### Goals
1. In the passage on Manusmriti's marriage rules, begin at the words "In chapter 3" and stop after "and small teeth.", then write that stretch out again, changing "Wise men" to "Learned men" each time it appears.
2. Write what comes next in the text on Manusmriti and the status of women, picking up after its final sentence.

### Document
-- begin --

Since bias knows no boundaries, Manusmriti not only expounds the social distance between the upper and lower castes, but it also delineates the status of women by curbing their rights. It lists guidelines for men in selecting marriage partners and puts a stamp of their superiority by creating gender inequality.
In chapter 3 with numbered paragraphs here it is what Manusmriti prescribes:
8. One should not marry women who have reddish hair, redundant parts of the body [such as six fingers], one who is often sick, one without hair or having excessive hair and one who has red eyes.
9. One should not marry women whose names are similar to constellations, trees, rivers, those from a low caste, mountains, birds, snakes, slaves or those whose names inspire terror.
10. Wise men should not marry women who do not have a brother and whose parents are not socially well known.
11. Wise men should marry only women who are free from bodily defects, with beautiful names, grace/gait like an elephant, moderate hair on the head and body, soft limbs and small teeth.
61. For if the wife is not radiant with beauty, she will not attract her husband; but if she has no attractions for him, no children will be born.

-- end --

### Provided material
-- begin --

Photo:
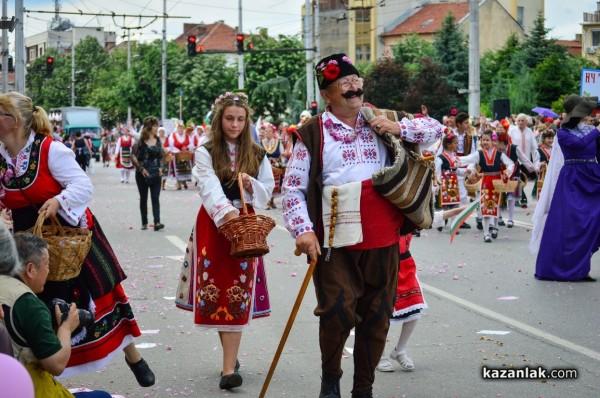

-- end --

### Results in order
1.
In chapter 3 with numbered paragraphs here it is what Manusmriti prescribes:
8. One should not marry women who have reddish hair, redundant parts of the body [such as six fingers], one who is often sick, one without hair or having excessive hair and one who has red eyes.
9. One should not marry women whose names are similar to constellations, trees, rivers, those from a low caste, mountains, birds, snakes, slaves or those whose names inspire terror.
10. Learned men should not marry women who do not have a brother and whose parents are not socially well known.
11. Learned men should marry only women who are free from bodily defects, with beautiful names, grace/gait like an elephant, moderate hair on the head and body, soft limbs and small teeth.

2.
62. If the wife is radiant with beauty, the whole house is bright; but if she is destitute of beauty, all will appear dismal.
147. By a girl, by a young woman, or even by an aged one, nothing must be done independently, even in her own house.
148. In childhood a female must be subject to her father, in youth to her husband, when her lord is dead to her sons; a woman must never be independent.
149. She must not seek to separate herself from her father, husband, or sons; by leaving them she would make both (her own and her husband’s) families contemptible.
150. She must always be cheerful, clever in (the management of her) household affairs, careful in cleaning her utensils, and economical in expenditure.
151. Him to whom her father may give her, or her brother with the father’s permission, she shall obey as long as he lives, and when he is dead, she must not insult (his memory).
154. Though destitute of virtue, or seeking pleasure (elsewhere), or devoid of good qualities, (yet) a husband must be constantly worshipped as a god by a faithful wife.
155. No sacrifice, no vow, no fast must be performed by women apart (from their husbands); if a wife obeys her husband, she will for that (reason alone) be exalted in heaven.
156. A faithful wife, who desires to dwell (after death) with her husband, must never do anything that might displease him who took her hand, whether he be alive or dead.
160. A virtuous wife who after the death of her husband constantly remains chaste, reaches heaven, though she has no son, just like those chaste men.
161. But a woman who from a desire to have offspring violates her duty towards her (deceased) husband, brings on herself disgrace in this world and loses her place with her husband (in heaven).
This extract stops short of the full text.